Stated exercise: Every entry that follows should be reproduced exactly.

Data extract:
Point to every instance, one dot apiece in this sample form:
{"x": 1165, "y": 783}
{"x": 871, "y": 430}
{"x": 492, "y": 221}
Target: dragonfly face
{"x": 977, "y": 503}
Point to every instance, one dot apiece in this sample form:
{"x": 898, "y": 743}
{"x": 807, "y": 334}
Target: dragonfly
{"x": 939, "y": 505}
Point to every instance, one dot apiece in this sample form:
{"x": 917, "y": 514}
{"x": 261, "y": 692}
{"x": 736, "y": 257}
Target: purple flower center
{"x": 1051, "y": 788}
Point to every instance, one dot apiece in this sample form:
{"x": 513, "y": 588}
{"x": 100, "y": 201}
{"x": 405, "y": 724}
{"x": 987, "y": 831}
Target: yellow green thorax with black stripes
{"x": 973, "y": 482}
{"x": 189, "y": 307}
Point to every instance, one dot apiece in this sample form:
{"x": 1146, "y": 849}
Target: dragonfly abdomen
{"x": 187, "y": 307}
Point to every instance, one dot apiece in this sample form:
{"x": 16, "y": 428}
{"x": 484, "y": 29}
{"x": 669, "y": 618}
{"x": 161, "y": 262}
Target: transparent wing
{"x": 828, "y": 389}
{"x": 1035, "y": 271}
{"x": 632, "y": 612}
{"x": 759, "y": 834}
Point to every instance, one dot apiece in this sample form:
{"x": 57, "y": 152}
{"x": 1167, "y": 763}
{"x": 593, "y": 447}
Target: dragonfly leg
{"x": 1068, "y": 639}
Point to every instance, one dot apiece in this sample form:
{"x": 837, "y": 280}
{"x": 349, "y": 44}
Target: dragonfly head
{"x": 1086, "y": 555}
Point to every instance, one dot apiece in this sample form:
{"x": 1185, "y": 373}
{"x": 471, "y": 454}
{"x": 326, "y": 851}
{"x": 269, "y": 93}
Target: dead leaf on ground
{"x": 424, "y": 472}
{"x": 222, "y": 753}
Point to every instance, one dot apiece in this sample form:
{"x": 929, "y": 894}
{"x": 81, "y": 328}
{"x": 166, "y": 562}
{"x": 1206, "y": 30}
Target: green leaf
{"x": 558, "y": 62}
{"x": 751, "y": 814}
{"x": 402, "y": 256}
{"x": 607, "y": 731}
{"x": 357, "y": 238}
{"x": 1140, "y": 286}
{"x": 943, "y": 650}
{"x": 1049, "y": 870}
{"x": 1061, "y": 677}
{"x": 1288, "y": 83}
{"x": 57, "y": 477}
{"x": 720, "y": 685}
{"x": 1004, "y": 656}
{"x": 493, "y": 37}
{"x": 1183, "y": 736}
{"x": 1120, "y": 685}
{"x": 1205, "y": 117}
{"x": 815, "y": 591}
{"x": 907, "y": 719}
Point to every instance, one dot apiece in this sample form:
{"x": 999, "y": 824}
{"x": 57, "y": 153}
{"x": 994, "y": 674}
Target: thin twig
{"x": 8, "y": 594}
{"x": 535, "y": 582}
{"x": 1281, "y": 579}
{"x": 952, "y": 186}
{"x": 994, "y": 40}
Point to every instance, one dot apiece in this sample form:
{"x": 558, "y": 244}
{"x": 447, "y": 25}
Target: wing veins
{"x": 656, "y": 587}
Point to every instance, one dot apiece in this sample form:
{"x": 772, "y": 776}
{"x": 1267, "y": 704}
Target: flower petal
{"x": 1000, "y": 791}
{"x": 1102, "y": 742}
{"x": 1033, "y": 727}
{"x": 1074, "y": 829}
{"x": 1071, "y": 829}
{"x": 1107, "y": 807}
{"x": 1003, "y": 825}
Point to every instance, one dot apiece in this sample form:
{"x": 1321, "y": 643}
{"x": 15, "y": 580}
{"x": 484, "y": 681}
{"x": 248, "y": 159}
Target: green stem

Task answer:
Point to every instance, one dot apiece in this sample form:
{"x": 1165, "y": 783}
{"x": 871, "y": 430}
{"x": 492, "y": 221}
Target: dragonfly face
{"x": 977, "y": 503}
Point to every instance, one dot apiece in this sample form:
{"x": 898, "y": 743}
{"x": 807, "y": 334}
Target: dragonfly
{"x": 939, "y": 505}
Point to every instance, one dot apiece in this sample form:
{"x": 917, "y": 514}
{"x": 261, "y": 692}
{"x": 736, "y": 257}
Target: purple flower center
{"x": 1051, "y": 788}
Point to every instance, one dot apiece in this sample form:
{"x": 513, "y": 588}
{"x": 100, "y": 201}
{"x": 405, "y": 724}
{"x": 987, "y": 831}
Target: yellow green thorax with black stripes
{"x": 973, "y": 482}
{"x": 189, "y": 307}
Point to every instance, one dot apiece in this sample form:
{"x": 1146, "y": 849}
Target: dragonfly abdomen
{"x": 187, "y": 307}
Point to every instance, one dot apiece in this sample form:
{"x": 16, "y": 428}
{"x": 484, "y": 29}
{"x": 669, "y": 618}
{"x": 161, "y": 262}
Target: transparent wing
{"x": 828, "y": 389}
{"x": 1035, "y": 271}
{"x": 632, "y": 612}
{"x": 759, "y": 834}
Point to every instance, one dot apiece in this sample form:
{"x": 57, "y": 152}
{"x": 1167, "y": 763}
{"x": 593, "y": 447}
Target: dragonfly leg
{"x": 1068, "y": 639}
Point to every instance, one dot apiece in this sample form:
{"x": 837, "y": 280}
{"x": 349, "y": 44}
Target: dragonfly head
{"x": 1086, "y": 555}
Point to every instance, one dot apiece in this sample form:
{"x": 1185, "y": 373}
{"x": 471, "y": 454}
{"x": 326, "y": 851}
{"x": 269, "y": 93}
Target: dead leaf on ground
{"x": 424, "y": 472}
{"x": 222, "y": 753}
Point to every instance, one dot apiece in this sample form:
{"x": 929, "y": 894}
{"x": 81, "y": 328}
{"x": 166, "y": 562}
{"x": 1206, "y": 30}
Target: green leaf
{"x": 558, "y": 62}
{"x": 751, "y": 814}
{"x": 402, "y": 256}
{"x": 607, "y": 731}
{"x": 357, "y": 238}
{"x": 1140, "y": 286}
{"x": 943, "y": 650}
{"x": 1049, "y": 870}
{"x": 1061, "y": 677}
{"x": 1288, "y": 83}
{"x": 57, "y": 477}
{"x": 720, "y": 685}
{"x": 1004, "y": 656}
{"x": 493, "y": 37}
{"x": 1183, "y": 736}
{"x": 1120, "y": 685}
{"x": 1205, "y": 117}
{"x": 815, "y": 591}
{"x": 907, "y": 719}
Point to every instance, one dot apiece in this sample form:
{"x": 999, "y": 824}
{"x": 57, "y": 153}
{"x": 994, "y": 674}
Target: thin twig
{"x": 8, "y": 594}
{"x": 535, "y": 582}
{"x": 1281, "y": 579}
{"x": 952, "y": 186}
{"x": 994, "y": 40}
Point to every instance, one dot apiece in this sample form:
{"x": 558, "y": 244}
{"x": 447, "y": 25}
Target: wing veins
{"x": 656, "y": 587}
Point to every instance, one dot apiece in this sample form:
{"x": 772, "y": 776}
{"x": 1267, "y": 704}
Target: flower petal
{"x": 1000, "y": 791}
{"x": 1102, "y": 742}
{"x": 1033, "y": 727}
{"x": 1074, "y": 829}
{"x": 1071, "y": 829}
{"x": 1107, "y": 807}
{"x": 1003, "y": 825}
Point to every instance, one dot apiece in this sample form:
{"x": 1321, "y": 643}
{"x": 15, "y": 580}
{"x": 484, "y": 681}
{"x": 248, "y": 159}
Target: green stem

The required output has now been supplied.